### [WHAT THE TASK ASKS]
Your answer should hold exactly the lines from the one with "Rules: pick out each instance of the forearm" through the last line of the material below, nothing before and nothing extra.

### [GIVEN RECORDS]

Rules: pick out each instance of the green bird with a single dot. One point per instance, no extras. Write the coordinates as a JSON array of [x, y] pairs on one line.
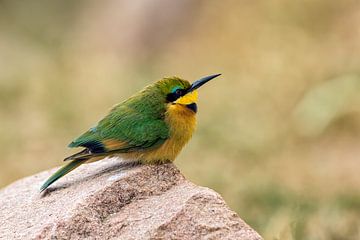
[[150, 127]]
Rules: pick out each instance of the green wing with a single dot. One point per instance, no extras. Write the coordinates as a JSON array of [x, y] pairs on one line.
[[125, 129]]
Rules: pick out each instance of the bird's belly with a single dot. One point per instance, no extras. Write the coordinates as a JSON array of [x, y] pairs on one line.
[[182, 123]]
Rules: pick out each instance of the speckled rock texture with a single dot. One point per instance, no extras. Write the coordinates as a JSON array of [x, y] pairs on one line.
[[110, 199]]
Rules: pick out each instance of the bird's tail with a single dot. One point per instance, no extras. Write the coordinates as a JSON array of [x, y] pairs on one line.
[[63, 171]]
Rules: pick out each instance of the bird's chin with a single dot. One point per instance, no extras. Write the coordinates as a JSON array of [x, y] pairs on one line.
[[192, 107]]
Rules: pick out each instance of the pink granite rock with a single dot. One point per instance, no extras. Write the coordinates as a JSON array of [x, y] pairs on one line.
[[109, 200]]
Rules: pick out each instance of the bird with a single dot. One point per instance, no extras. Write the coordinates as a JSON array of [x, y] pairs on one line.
[[150, 127]]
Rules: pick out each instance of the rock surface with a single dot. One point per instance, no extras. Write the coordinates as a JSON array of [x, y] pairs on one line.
[[111, 200]]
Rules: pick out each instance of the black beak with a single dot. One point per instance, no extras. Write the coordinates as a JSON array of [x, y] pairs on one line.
[[201, 81]]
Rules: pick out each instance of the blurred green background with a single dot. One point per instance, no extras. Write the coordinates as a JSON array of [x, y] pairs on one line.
[[278, 134]]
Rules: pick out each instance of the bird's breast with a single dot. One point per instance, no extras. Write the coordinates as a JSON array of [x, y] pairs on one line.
[[182, 122]]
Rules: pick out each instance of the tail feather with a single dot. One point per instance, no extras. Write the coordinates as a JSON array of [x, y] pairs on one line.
[[63, 171]]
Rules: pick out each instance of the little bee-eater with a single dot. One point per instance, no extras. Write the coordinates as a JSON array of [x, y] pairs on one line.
[[150, 127]]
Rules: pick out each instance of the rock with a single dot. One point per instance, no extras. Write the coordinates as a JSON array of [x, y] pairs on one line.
[[110, 199]]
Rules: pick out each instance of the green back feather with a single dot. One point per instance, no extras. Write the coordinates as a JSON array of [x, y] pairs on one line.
[[138, 122]]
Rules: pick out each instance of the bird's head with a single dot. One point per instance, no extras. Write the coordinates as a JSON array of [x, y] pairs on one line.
[[181, 92]]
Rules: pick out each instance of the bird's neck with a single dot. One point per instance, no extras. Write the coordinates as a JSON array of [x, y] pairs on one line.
[[181, 121]]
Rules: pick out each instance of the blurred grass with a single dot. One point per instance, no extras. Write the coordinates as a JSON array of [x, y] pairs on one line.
[[277, 134]]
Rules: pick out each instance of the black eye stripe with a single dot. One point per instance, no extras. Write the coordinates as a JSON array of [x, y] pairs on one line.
[[171, 97]]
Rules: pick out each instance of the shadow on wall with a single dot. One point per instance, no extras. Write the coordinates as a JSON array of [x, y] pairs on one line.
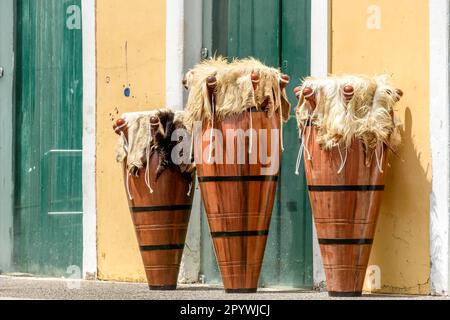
[[403, 225]]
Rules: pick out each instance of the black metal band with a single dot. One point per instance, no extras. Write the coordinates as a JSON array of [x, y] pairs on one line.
[[164, 288], [240, 234], [345, 241], [241, 291], [162, 208], [345, 188], [237, 178], [163, 247]]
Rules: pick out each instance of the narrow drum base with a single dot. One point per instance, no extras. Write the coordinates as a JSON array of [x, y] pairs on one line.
[[163, 288], [336, 294], [241, 290]]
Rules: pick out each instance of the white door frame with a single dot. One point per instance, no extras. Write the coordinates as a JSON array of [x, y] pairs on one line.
[[320, 67], [440, 142], [6, 133], [89, 140]]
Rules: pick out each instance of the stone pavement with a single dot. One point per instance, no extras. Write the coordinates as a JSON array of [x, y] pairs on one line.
[[28, 288]]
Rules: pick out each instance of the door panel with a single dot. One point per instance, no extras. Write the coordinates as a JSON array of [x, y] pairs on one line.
[[48, 194], [272, 31], [6, 131]]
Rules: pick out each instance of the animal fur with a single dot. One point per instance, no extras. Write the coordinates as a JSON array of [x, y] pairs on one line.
[[369, 115], [234, 93]]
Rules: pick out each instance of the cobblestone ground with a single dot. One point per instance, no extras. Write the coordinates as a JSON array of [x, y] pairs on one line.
[[50, 289]]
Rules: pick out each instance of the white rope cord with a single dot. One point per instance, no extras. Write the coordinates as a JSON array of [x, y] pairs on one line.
[[211, 136], [343, 160], [281, 121], [125, 141], [147, 168], [191, 152], [380, 161], [190, 189], [130, 196], [300, 152], [307, 140]]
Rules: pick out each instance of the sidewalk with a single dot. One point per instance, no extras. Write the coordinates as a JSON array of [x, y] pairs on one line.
[[61, 289]]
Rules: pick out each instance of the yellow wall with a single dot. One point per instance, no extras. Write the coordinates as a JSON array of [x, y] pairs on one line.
[[400, 48], [138, 25]]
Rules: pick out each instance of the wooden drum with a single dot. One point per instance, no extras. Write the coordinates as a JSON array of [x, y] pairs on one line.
[[161, 221], [345, 207]]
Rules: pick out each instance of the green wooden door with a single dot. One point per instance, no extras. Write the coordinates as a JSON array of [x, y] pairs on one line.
[[278, 33], [48, 187]]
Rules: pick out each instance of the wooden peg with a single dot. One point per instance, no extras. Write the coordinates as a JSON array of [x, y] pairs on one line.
[[211, 83], [121, 127], [256, 78], [309, 95], [349, 93]]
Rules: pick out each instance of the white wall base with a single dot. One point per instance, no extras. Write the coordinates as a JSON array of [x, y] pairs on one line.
[[89, 140]]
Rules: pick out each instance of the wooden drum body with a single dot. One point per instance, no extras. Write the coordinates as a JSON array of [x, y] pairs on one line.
[[161, 220], [239, 198], [345, 207]]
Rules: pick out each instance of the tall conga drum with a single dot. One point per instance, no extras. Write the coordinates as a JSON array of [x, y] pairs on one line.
[[159, 196], [345, 146], [237, 182]]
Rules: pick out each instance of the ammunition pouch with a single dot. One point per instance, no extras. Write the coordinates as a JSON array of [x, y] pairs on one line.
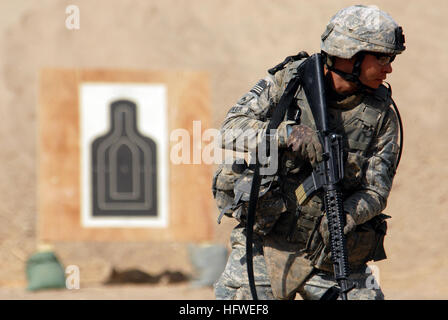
[[231, 191]]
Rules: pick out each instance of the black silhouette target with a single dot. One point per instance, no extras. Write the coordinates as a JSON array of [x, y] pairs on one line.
[[124, 167]]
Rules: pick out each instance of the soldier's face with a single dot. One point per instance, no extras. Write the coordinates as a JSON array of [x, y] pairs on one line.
[[373, 71]]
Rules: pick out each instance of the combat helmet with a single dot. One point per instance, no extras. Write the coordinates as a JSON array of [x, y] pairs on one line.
[[358, 29]]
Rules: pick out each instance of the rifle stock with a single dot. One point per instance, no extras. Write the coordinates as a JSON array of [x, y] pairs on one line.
[[331, 168]]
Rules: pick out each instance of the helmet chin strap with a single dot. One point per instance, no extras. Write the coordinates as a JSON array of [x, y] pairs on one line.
[[354, 75]]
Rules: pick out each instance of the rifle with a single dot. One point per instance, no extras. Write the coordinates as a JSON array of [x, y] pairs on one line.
[[330, 171]]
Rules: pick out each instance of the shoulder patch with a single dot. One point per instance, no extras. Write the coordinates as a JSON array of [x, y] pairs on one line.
[[259, 87]]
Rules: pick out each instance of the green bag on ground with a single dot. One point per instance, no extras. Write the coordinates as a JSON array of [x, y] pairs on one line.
[[44, 271]]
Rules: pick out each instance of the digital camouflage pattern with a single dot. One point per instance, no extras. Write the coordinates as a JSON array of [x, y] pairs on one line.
[[233, 283], [362, 28], [369, 128]]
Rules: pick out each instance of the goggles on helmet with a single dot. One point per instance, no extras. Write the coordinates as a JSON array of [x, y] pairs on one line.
[[383, 58]]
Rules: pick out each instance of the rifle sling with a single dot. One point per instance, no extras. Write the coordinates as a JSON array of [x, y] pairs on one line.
[[277, 117]]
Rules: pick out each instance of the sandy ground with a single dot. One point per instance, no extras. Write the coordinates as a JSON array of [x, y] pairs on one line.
[[128, 292], [235, 41]]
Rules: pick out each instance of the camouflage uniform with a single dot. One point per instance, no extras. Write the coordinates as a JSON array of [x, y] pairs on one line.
[[290, 255]]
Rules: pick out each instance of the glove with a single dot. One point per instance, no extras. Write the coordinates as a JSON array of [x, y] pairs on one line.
[[305, 143], [350, 225]]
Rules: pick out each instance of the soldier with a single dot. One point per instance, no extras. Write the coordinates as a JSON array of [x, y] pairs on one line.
[[291, 237]]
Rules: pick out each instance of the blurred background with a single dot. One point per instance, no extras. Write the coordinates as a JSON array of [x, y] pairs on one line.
[[235, 42]]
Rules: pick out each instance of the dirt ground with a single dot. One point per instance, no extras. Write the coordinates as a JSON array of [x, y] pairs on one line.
[[235, 41], [128, 292]]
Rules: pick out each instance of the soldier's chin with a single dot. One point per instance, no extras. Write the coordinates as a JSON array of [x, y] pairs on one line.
[[374, 84]]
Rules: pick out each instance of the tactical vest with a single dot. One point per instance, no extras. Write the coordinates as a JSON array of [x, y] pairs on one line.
[[279, 210], [359, 125]]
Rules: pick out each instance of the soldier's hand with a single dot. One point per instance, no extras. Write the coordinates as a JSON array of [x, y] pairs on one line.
[[304, 142], [350, 224]]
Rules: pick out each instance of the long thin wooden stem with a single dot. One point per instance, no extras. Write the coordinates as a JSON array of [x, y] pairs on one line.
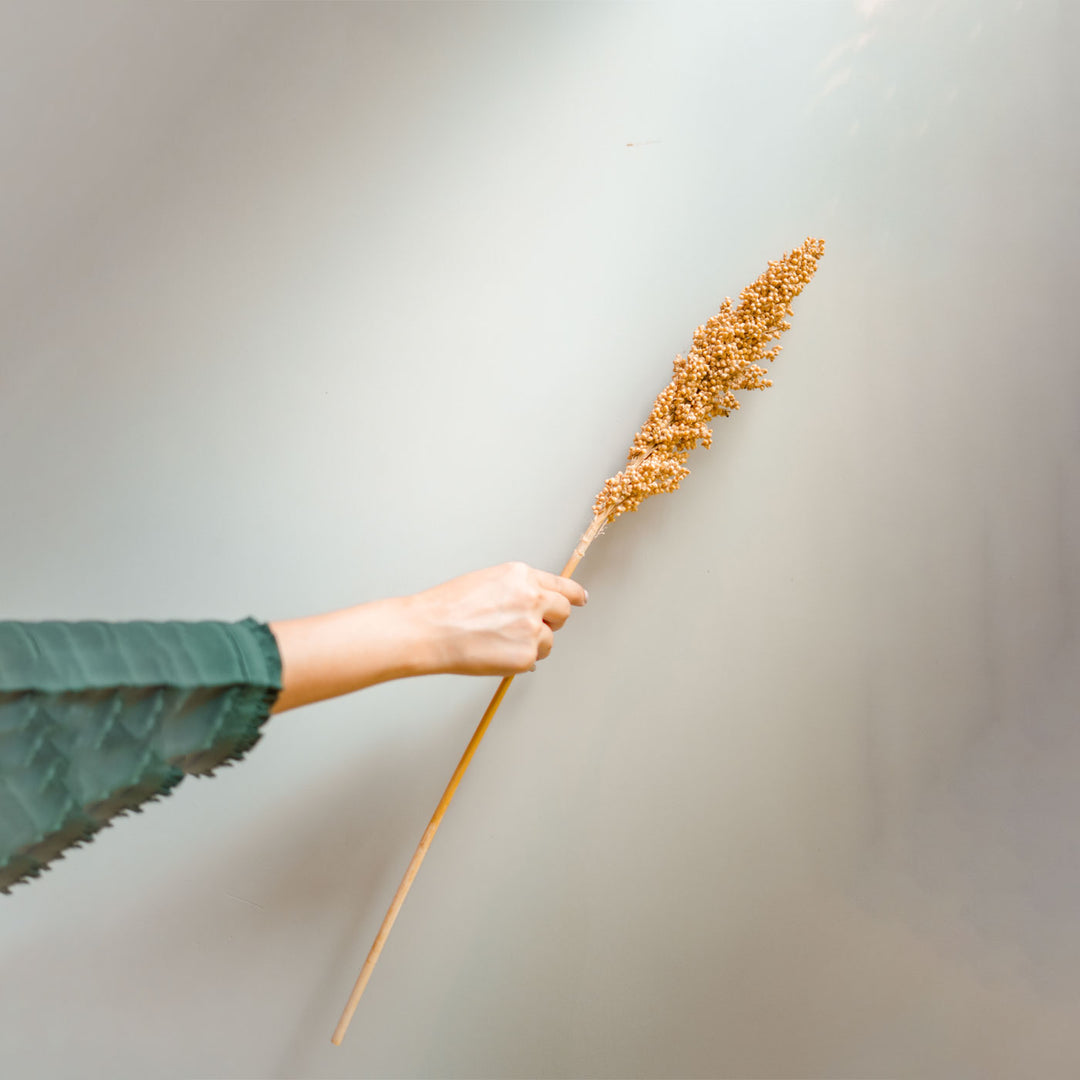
[[429, 833]]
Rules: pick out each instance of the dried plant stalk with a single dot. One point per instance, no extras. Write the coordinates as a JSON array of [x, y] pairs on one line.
[[725, 356]]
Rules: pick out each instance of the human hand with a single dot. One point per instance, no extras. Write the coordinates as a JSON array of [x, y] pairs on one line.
[[497, 621]]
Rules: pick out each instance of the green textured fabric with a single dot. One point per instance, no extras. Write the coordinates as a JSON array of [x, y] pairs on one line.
[[98, 717]]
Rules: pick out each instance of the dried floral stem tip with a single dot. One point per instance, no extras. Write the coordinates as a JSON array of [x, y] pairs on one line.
[[724, 358]]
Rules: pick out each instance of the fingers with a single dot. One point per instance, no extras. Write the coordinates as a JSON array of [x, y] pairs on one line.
[[556, 610], [565, 586], [545, 642]]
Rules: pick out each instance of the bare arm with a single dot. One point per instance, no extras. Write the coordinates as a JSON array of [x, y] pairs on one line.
[[498, 621]]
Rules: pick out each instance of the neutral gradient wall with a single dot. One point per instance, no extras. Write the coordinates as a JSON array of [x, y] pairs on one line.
[[308, 305]]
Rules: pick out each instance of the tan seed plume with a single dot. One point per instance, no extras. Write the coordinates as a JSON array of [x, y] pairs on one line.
[[725, 356]]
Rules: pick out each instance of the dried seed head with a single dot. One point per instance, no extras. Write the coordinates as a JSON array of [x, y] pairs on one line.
[[724, 358]]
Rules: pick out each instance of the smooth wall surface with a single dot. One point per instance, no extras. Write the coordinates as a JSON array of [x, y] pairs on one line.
[[306, 305]]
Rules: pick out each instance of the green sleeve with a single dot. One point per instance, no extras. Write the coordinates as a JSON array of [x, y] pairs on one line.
[[99, 717]]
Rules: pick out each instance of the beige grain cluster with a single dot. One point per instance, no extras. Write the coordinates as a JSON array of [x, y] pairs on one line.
[[725, 356]]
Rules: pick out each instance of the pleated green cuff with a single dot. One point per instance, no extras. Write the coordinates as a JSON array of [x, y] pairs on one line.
[[99, 717]]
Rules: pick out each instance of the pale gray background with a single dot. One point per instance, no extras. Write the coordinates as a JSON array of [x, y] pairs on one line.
[[308, 305]]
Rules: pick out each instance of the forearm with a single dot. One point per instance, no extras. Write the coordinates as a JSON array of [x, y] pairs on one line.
[[325, 656]]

### [RESPONSE TO THIS TASK]
Rules: pick out each instance of the forearm with a single dot. One point per instance, no extras. Write the coordinates as a JSON array of [x, y] pairs on one line.
[[325, 656]]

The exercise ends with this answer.